## EXERCISE PROMPT
Return only the line containing "Where can the white door" and each line after it, exactly as written, through the end of the records.

## Source data
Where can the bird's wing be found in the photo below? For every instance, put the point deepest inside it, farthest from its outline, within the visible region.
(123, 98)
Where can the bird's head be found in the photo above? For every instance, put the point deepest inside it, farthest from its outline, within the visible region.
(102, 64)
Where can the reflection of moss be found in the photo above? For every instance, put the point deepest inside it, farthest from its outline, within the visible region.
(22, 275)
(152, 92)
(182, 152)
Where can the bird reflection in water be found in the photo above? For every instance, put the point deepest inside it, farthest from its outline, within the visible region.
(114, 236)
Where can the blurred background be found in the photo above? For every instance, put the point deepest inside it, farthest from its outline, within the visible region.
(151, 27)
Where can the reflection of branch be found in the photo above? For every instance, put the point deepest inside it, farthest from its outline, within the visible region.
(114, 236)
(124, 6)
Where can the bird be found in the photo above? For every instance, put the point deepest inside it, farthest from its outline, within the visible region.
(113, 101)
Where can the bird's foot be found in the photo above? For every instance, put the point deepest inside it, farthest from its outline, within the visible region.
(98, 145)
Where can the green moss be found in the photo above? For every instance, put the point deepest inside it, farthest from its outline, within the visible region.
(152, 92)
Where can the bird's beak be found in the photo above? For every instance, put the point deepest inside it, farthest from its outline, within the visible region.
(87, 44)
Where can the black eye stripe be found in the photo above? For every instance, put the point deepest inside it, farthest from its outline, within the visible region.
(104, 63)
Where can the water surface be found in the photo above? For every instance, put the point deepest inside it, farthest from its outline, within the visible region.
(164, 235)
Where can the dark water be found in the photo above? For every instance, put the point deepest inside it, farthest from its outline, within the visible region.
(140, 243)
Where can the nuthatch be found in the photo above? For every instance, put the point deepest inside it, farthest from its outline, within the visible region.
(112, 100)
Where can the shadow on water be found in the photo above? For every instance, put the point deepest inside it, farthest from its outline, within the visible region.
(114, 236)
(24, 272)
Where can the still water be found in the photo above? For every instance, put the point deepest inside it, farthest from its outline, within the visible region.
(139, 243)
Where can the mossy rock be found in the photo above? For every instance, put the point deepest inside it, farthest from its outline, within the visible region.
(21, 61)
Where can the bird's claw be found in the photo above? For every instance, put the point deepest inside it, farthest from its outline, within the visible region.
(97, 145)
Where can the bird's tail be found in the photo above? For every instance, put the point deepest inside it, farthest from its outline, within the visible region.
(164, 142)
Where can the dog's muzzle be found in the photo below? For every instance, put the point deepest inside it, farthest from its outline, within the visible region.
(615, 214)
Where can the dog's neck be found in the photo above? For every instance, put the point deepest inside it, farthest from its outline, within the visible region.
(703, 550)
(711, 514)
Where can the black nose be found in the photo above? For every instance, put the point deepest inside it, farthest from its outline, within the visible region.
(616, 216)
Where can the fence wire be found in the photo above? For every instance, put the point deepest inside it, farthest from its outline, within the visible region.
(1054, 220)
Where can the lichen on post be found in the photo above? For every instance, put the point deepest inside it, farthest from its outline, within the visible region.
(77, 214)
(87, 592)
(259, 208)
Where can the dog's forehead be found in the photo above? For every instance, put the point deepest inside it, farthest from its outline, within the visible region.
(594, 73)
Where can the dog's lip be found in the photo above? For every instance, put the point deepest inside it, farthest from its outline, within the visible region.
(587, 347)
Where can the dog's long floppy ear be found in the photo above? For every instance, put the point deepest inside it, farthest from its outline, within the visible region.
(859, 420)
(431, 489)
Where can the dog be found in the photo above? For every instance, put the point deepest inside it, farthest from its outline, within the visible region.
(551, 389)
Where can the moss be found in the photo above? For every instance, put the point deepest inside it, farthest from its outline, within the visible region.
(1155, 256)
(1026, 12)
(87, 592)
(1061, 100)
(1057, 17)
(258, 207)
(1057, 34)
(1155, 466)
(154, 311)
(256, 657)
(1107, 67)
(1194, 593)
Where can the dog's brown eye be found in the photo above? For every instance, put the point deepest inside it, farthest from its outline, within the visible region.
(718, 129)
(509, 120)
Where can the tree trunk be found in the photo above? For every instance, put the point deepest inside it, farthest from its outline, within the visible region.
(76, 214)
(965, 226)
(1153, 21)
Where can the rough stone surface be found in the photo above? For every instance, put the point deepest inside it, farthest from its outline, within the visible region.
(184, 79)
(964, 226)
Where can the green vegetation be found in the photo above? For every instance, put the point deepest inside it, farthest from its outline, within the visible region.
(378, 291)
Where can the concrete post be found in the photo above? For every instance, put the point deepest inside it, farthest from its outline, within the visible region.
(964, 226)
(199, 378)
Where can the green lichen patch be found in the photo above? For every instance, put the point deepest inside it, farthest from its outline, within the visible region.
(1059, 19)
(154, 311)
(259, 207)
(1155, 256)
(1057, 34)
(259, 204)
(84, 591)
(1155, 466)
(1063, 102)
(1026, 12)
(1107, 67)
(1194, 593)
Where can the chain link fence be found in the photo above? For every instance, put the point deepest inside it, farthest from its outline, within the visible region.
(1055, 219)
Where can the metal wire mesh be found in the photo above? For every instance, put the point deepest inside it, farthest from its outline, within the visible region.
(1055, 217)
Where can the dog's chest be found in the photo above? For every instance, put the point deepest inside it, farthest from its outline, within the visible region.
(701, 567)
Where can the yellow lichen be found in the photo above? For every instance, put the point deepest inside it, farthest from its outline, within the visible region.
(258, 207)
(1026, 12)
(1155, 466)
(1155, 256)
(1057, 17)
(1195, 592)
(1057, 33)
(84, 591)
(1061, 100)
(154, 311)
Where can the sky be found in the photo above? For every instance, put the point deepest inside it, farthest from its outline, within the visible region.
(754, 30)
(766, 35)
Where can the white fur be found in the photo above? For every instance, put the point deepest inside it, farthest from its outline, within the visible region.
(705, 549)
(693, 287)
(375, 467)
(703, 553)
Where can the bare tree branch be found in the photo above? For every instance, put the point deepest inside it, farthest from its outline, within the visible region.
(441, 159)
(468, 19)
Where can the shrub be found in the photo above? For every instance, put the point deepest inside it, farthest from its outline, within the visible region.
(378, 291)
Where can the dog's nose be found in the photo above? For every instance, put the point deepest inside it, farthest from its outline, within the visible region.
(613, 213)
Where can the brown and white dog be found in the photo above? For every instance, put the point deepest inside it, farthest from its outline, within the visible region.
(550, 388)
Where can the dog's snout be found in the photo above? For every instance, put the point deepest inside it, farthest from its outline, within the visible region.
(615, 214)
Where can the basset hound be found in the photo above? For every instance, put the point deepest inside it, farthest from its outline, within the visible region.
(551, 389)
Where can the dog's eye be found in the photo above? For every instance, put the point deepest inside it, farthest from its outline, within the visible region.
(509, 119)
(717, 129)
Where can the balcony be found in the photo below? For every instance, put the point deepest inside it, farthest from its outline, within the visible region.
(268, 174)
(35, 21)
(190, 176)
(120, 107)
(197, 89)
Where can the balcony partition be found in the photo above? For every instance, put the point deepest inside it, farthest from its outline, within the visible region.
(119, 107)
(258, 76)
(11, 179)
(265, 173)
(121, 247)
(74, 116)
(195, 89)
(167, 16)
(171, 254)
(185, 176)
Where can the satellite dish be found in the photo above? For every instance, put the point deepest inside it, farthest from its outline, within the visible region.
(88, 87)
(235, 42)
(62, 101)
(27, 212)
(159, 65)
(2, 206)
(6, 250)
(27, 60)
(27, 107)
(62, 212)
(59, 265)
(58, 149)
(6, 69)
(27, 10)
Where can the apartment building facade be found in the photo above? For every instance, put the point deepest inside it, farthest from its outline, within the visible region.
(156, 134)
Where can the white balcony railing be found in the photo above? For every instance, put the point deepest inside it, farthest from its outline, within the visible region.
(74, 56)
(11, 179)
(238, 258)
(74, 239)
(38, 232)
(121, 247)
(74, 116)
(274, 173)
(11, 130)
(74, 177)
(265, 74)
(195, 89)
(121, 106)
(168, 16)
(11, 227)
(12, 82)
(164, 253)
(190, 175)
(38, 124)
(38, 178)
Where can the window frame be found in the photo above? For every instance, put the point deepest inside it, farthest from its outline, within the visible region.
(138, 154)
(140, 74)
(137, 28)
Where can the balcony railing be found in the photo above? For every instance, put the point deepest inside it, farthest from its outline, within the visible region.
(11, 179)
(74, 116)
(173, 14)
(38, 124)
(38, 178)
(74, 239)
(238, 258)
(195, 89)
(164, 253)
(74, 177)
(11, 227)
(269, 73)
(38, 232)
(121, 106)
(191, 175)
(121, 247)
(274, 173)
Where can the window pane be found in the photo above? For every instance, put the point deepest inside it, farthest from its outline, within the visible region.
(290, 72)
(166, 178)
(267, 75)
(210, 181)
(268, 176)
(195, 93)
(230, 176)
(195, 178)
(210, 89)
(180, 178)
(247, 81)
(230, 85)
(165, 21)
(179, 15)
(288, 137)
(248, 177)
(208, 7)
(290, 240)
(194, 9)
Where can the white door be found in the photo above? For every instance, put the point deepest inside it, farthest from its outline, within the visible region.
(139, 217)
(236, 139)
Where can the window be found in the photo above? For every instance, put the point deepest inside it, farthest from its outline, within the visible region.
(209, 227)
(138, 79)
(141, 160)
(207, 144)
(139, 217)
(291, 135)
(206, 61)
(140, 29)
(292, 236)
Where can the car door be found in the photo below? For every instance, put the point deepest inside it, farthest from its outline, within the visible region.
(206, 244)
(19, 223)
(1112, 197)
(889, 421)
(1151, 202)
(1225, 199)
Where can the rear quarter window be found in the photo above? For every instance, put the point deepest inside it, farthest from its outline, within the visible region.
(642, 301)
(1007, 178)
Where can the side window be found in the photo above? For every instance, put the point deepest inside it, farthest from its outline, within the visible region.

## TASK RESULT
Where can the white door be found in the photo above? For every instance, put the point deepest inside it, farthest from its outline, within the visible region.
(139, 217)
(236, 139)
Where can the window be found in the photo above? For every instance, put the point deepest inside it, farthest from its outline, within the visible region.
(209, 227)
(138, 79)
(141, 160)
(207, 144)
(139, 217)
(291, 135)
(206, 61)
(140, 29)
(292, 236)
Where can the car door be found in the photo below? For every instance, put the point deepest inside it, farthest from its outline, within the visible region.
(206, 244)
(19, 223)
(1112, 197)
(889, 421)
(1151, 202)
(1225, 199)
Where can the rear quarter window be found in the photo above? For every instance, put the point deepest inside it, farthest from its outline, within the visible region.
(642, 301)
(1007, 178)
Where can the side window be found in the photo above? For every instance, put the point deepest inside it, farthest from its outline, within the visible region.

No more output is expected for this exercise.